■ DATASET RECORDS ■
>>>>>

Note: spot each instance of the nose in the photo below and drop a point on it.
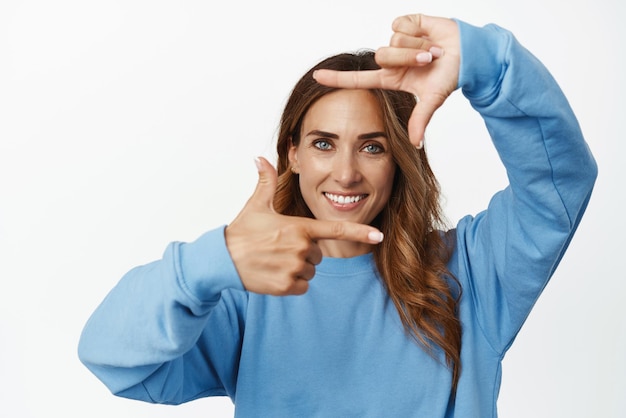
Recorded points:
(346, 169)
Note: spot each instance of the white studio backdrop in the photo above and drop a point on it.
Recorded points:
(125, 125)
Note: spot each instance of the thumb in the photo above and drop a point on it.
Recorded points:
(266, 187)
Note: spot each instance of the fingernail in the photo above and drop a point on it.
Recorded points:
(375, 236)
(424, 57)
(436, 51)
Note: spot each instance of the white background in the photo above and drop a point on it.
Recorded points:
(125, 125)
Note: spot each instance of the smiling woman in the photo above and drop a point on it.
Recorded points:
(395, 315)
(345, 167)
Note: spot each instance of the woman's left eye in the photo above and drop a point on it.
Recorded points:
(373, 148)
(322, 145)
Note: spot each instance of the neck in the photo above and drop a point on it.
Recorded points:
(343, 249)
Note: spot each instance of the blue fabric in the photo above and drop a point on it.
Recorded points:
(183, 327)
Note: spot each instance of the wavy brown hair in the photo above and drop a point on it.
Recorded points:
(412, 263)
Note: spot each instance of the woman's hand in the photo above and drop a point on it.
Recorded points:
(277, 254)
(423, 58)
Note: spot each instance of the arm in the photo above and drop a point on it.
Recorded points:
(171, 331)
(507, 253)
(513, 248)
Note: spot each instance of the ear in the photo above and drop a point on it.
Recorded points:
(293, 158)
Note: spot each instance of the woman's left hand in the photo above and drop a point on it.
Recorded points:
(423, 58)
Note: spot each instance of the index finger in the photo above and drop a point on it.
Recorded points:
(367, 79)
(345, 231)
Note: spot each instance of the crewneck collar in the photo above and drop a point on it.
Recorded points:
(353, 265)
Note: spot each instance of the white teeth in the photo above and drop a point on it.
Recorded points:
(342, 200)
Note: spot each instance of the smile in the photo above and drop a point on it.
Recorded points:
(344, 200)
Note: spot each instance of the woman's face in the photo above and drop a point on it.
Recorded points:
(343, 159)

<<<<<

■ ABOUT THIS TASK ■
The copy you write must hold every record verbatim and none of the pictures.

■ SOLUTION BELOW ■
Note: spot each instance of the nose in the photo below and drop a point on it.
Recorded points:
(346, 169)
Note: spot each instance of the white studio backdrop in the photo above and drop a point on it.
Recorded points:
(125, 125)
Note: spot each instance of the thumb in the photo above and drop a point on it.
Recorded points:
(266, 187)
Note: spot each instance of the fingernail in the photo above and drop a point on it.
Recorded points:
(375, 236)
(424, 57)
(436, 51)
Note: spot each instance of the white background in the photo above and drop a point on it.
Recorded points:
(125, 125)
Note: spot each instance of the smiling woman in the photo above and drop a point on it.
Recorded points:
(395, 315)
(345, 167)
Note: spot each instance of the woman's left eye in the photo above and drop a point on it.
Recorded points:
(373, 148)
(322, 145)
Note: spot each instance of the neck in the photo above and drop a point on it.
Recorded points:
(343, 249)
Note: spot each instance of the blue fabric in the photo above and drop a point on it.
Recorded points:
(183, 327)
Note: spot each instance of the wavy brown hair in the photo above and drop a point on it.
Recorded points:
(412, 263)
Note: spot each instance of the woman's hand in the photo above and drop a point on it.
Recorded points:
(277, 254)
(423, 58)
Note: spot each instance of the arm in the photo above and drop a point on it.
Recorded points:
(171, 331)
(507, 253)
(513, 248)
Note: spot each instance of the ear in the photo above and drop a point on it.
Recorded points:
(293, 158)
Note: spot each instance of the woman's left hand in the photo above and drop a point on it.
Recorded points:
(423, 58)
Note: spot each instance of the index finger in the photo above and drop a point on it.
Recorded points:
(367, 79)
(345, 231)
Note: spot each instance of the crewneck collar in the photo above and drop a point on it.
Recorded points:
(353, 265)
Note: spot each instance of the white teeth in the photo above and drop a point on it.
Recorded points:
(342, 200)
Note: spot each instance of the smile in the photo above and drop a point on it.
Recorded points:
(344, 200)
Note: spot each instance of the woman's face in the photo above and drop a point on it.
Recorded points:
(343, 159)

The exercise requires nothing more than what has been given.